Information supplied:
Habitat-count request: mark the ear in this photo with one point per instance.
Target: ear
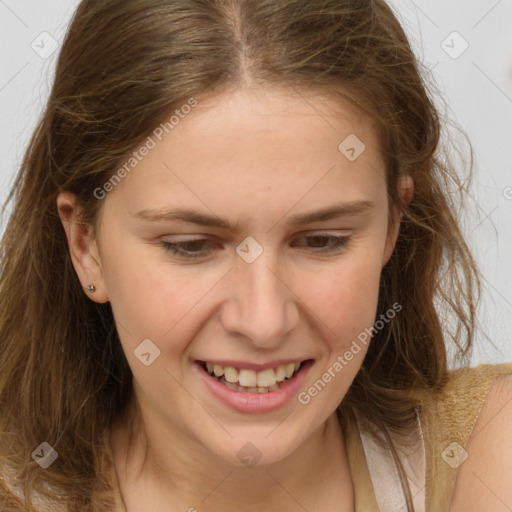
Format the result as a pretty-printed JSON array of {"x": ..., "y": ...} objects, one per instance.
[
  {"x": 83, "y": 247},
  {"x": 405, "y": 193}
]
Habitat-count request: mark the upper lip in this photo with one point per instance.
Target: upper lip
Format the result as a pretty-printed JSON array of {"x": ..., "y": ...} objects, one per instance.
[{"x": 253, "y": 366}]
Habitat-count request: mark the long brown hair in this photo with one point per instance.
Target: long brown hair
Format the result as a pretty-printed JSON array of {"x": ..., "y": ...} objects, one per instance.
[{"x": 123, "y": 66}]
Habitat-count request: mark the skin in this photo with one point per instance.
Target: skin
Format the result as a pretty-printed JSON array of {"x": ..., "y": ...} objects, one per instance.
[{"x": 257, "y": 158}]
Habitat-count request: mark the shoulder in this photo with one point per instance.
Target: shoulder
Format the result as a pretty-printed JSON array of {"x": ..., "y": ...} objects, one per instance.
[{"x": 483, "y": 479}]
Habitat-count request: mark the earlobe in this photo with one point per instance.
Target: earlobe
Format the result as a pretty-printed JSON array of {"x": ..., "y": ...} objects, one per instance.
[{"x": 83, "y": 248}]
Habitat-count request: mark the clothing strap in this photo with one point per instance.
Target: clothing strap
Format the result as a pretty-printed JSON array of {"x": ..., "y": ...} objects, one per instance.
[{"x": 384, "y": 472}]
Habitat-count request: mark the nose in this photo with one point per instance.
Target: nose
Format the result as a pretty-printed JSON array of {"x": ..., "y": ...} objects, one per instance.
[{"x": 261, "y": 305}]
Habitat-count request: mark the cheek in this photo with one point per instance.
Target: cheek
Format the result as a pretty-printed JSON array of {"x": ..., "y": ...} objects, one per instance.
[{"x": 345, "y": 296}]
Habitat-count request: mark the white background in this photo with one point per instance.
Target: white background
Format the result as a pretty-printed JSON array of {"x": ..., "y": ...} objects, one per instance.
[{"x": 476, "y": 86}]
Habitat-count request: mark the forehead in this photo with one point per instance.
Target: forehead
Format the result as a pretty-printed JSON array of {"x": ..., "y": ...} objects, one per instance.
[{"x": 259, "y": 149}]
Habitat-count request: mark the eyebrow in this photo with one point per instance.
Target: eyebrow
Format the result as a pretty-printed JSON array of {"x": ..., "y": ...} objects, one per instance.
[{"x": 205, "y": 219}]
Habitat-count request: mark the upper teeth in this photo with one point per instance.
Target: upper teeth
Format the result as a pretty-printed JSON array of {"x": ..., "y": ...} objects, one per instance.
[{"x": 250, "y": 378}]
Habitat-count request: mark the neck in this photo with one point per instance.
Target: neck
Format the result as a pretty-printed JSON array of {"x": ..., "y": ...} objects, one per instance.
[{"x": 168, "y": 467}]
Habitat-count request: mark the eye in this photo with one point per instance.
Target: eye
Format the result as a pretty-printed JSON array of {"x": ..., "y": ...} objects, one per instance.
[
  {"x": 189, "y": 248},
  {"x": 337, "y": 242},
  {"x": 202, "y": 247}
]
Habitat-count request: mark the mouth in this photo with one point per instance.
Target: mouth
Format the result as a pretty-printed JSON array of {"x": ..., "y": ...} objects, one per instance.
[{"x": 245, "y": 380}]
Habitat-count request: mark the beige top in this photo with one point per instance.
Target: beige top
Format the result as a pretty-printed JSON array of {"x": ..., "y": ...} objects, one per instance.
[{"x": 443, "y": 429}]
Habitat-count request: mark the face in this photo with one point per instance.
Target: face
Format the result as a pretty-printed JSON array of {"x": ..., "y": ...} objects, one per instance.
[{"x": 218, "y": 272}]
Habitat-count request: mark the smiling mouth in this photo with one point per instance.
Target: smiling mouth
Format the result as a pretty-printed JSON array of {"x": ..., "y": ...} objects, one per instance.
[{"x": 250, "y": 381}]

Task item: All that is needed is the data above, repeated exactly, without the pictures.

Expected answer:
Habitat-count request: mark the ear in this photo with one point per instance.
Target: ear
Format the result as a pretty-printed JSON array of {"x": ..., "y": ...} objects, one per instance.
[
  {"x": 83, "y": 247},
  {"x": 405, "y": 193}
]
Habitat-count request: mark the upper lip in this photo with one point per instance.
Target: upper lip
Format the result as a pretty-printed JSON array of {"x": ..., "y": ...} objects, one per instance.
[{"x": 253, "y": 366}]
Habitat-count request: mark the long brown hair in this photo with one point per instance.
Target: long brown hair
Format the result as a pretty-printed JSON array of {"x": ..., "y": ...} objects, one per instance.
[{"x": 123, "y": 66}]
Habitat-count request: mark the skin in this photo with one point per instance.
Target: skin
Format the result as a pretty-printed JSON array of {"x": ..., "y": ...} objects, one per instance.
[{"x": 257, "y": 158}]
Habitat-count request: mark the shoulder in this photo with one point per instance.
Target: shoulder
Format the result as a pretty-printed JSON array of {"x": ..., "y": ...} objects, one per instance.
[{"x": 483, "y": 479}]
Habitat-count request: mark the earlobe in this photo with one point per instance.
Target: earlobe
Format the result as a pretty-printed JSON array of {"x": ..., "y": ...} objects, one per instance.
[{"x": 83, "y": 248}]
Habitat-count request: mark the clothing strap in this photo with one point per instance.
Target: clothing strap
Format the result as a pretty-printed JSON array of {"x": ..., "y": ...} objects, one per instance.
[{"x": 384, "y": 472}]
Habitat-count request: mark the nose in this photo with one point per instance.
Target: nose
Format the result as a pretty-printed JSON array of {"x": ..., "y": ...} objects, one per instance.
[{"x": 261, "y": 305}]
Habitat-count request: mark the cheek in this photo with one point per instance.
Target: cheek
Format the result as a pretty-printed JSON array of {"x": ..., "y": ...} objects, one per instance.
[{"x": 345, "y": 296}]
Habitat-count request: mark the white background in this photo with one point per instance.
Target: white background
Format the result as a pretty-printed JSON array of {"x": ..., "y": ...} objects, one per instance.
[{"x": 476, "y": 86}]
Habitat-count request: mark the forehead in this photo with one point per instance.
Target: forehead
Format the result as a pretty-printed JSON array of {"x": ..., "y": ...} objects, one per instance.
[{"x": 259, "y": 149}]
Habitat-count request: mark the eyebrow in this photo with one point per instance.
Target: eyebrow
Format the result as a pretty-printed JSON array of {"x": ..., "y": ...} objects, one per instance.
[{"x": 205, "y": 219}]
Habitat-count request: mark the upper teeth in this photo with one point per instance.
Target: upper teeth
Format the result as a pretty-printed JSON array of {"x": ..., "y": ...} objects, one per instance.
[{"x": 250, "y": 378}]
Habitat-count request: mark the neck in this photo with one point per instance.
Target: neck
Format the result as a pretty-printed JSON array of {"x": ..., "y": ...} objects, one per instance.
[{"x": 168, "y": 467}]
Habitat-count request: mark the eye in this photo with one point per instance.
Target: eye
Format the result as a pretty-printed JSON array of {"x": ..., "y": ...} objects, one per instance.
[
  {"x": 189, "y": 248},
  {"x": 337, "y": 242},
  {"x": 202, "y": 247}
]
Habitat-count request: mark the mouth in this photo with one point per instance.
Target: mouth
Format the result as a pretty-printed JSON array of {"x": ..., "y": ...} objects, one per instance.
[{"x": 245, "y": 380}]
Habitat-count request: mark the beige top in this photo with one point per instance.
Target: beige top
Format the result as a pretty-printed JSON array of {"x": ..., "y": ...} objects, one per instance.
[{"x": 443, "y": 429}]
Habitat-count request: mark the face in this photo with one point per instance.
Target: face
Format the result as a pretty-printed JSON array of {"x": ..., "y": ...} objects, one per instance.
[{"x": 218, "y": 272}]
Habitat-count request: mark the smiling mouth in this photo with one point per instance.
Target: smiling mouth
Format the result as a pretty-printed JSON array of {"x": ..., "y": ...} objects, one per instance.
[{"x": 250, "y": 381}]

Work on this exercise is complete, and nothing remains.